─── Listed entries

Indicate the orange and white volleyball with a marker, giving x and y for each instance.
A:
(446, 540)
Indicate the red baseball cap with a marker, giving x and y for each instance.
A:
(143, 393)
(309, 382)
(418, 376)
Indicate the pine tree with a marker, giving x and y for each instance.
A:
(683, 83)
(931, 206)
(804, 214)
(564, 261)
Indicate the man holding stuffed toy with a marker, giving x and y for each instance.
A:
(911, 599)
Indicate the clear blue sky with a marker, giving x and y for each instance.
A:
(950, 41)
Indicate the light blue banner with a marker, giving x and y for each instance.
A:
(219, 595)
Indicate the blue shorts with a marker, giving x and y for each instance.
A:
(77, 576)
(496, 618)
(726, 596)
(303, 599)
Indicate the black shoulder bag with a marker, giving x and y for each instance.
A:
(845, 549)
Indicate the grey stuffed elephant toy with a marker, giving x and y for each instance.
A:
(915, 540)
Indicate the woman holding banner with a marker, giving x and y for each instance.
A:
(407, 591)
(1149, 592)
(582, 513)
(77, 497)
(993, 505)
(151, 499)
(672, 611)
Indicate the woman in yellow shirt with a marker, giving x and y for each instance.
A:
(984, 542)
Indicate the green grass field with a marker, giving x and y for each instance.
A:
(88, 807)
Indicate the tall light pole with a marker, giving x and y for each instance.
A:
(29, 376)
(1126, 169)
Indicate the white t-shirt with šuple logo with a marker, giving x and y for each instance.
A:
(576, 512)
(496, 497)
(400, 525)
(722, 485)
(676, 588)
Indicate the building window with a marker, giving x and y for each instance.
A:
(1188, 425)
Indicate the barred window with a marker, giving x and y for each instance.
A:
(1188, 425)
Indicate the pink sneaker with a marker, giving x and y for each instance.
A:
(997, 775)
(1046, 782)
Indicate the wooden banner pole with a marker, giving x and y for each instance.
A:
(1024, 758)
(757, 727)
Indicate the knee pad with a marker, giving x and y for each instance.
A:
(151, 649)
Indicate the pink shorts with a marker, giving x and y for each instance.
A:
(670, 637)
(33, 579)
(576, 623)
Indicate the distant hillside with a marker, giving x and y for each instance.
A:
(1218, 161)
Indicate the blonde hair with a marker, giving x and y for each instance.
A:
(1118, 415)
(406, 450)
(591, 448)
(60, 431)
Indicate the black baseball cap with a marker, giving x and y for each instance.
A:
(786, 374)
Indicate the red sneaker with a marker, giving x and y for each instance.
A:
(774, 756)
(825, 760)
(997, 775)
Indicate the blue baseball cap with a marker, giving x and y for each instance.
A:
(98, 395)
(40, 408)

──────
─── Listed entries

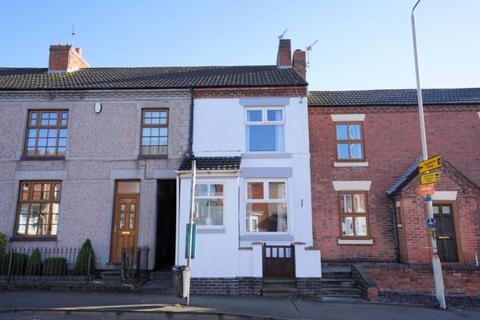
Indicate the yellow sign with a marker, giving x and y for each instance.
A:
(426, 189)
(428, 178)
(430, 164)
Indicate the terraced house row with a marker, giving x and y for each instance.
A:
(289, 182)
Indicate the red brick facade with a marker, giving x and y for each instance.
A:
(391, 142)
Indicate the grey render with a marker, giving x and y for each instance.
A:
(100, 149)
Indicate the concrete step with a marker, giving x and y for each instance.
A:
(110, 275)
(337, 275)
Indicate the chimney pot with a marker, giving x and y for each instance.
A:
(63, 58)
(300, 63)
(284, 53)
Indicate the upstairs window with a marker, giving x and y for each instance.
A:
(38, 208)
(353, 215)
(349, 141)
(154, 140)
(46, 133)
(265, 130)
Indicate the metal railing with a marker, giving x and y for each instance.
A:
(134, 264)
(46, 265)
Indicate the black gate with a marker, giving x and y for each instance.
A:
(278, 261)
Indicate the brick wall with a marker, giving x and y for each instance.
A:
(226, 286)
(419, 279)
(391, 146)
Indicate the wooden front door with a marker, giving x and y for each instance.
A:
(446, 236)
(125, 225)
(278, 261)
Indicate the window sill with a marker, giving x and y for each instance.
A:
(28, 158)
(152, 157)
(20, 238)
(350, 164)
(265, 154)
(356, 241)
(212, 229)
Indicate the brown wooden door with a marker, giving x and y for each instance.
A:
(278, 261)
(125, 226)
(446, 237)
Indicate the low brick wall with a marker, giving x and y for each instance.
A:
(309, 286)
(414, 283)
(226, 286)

──────
─── Listed entries

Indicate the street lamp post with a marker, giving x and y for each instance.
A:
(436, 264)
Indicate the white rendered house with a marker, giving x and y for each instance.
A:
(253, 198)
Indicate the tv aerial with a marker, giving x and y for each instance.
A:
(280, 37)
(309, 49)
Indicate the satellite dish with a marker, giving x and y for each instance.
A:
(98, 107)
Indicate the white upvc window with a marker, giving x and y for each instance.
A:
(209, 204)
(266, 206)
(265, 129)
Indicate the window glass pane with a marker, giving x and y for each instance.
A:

──────

Tally the lines of the records above that contain the string "house", matching case exactly. Reply with the number alone.

§ **Answer for this exercise**
2